Task requirements.
Pick out every line in the entries below that contains the word "woman", and copy each of those lines in full.

==== Records to use

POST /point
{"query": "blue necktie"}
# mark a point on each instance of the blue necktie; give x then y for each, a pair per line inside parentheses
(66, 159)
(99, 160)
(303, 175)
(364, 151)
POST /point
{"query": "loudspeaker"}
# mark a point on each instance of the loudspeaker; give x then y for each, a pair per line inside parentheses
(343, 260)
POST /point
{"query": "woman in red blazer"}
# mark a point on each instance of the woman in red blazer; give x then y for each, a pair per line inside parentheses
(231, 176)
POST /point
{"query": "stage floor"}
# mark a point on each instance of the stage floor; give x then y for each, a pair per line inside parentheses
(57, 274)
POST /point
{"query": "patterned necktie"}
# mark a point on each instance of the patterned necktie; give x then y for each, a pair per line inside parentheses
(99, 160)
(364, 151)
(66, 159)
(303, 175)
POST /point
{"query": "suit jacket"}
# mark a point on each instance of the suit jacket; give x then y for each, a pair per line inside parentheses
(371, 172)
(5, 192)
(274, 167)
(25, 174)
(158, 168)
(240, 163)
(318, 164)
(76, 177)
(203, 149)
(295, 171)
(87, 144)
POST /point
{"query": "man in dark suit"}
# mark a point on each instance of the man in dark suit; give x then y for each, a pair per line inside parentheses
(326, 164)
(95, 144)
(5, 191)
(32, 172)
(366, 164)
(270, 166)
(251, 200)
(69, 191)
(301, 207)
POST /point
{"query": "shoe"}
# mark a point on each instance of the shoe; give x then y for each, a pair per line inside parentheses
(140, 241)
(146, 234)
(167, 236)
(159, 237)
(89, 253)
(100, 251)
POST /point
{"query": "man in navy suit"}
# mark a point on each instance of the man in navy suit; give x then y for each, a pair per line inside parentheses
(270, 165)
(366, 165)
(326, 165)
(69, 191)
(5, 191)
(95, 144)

========
==== Records to use

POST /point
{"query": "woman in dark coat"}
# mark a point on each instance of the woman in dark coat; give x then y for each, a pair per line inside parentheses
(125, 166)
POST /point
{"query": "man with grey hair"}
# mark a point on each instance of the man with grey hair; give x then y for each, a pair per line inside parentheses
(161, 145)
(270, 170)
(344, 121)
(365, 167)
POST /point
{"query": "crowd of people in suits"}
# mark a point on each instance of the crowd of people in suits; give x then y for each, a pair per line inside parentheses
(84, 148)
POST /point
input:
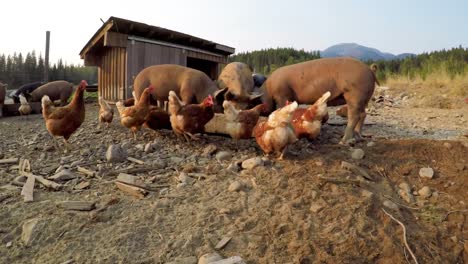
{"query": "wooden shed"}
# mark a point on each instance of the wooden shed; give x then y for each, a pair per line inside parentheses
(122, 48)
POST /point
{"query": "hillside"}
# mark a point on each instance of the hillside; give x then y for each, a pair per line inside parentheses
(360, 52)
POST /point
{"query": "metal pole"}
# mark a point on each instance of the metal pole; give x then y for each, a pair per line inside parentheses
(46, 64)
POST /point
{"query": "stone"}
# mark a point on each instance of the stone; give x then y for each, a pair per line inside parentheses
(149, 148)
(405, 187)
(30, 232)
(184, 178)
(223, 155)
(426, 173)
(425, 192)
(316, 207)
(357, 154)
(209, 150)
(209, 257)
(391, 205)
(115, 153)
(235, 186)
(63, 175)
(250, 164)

========
==== Records to use

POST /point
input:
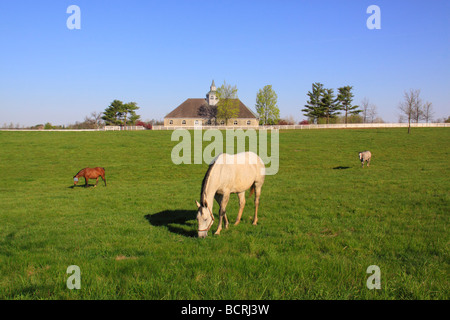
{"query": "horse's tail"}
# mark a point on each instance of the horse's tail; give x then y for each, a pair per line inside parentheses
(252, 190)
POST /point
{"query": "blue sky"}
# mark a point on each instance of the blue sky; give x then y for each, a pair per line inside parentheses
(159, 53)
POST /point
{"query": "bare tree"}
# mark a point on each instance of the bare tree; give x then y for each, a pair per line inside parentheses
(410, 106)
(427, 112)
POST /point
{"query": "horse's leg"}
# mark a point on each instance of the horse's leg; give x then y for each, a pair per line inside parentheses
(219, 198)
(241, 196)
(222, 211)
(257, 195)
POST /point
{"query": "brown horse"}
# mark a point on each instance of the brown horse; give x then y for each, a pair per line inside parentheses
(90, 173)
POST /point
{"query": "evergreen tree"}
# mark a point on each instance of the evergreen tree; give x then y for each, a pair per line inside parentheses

========

Result.
{"query": "woman in red blazer"}
# mark a point on each instance of the woman in red blazer; give x then y for each, a pair per line inside parentheses
{"query": "woman in dark coat"}
# mark a point on each instance of the woman in dark coat; give x then y for each, a pair per line inside parentheses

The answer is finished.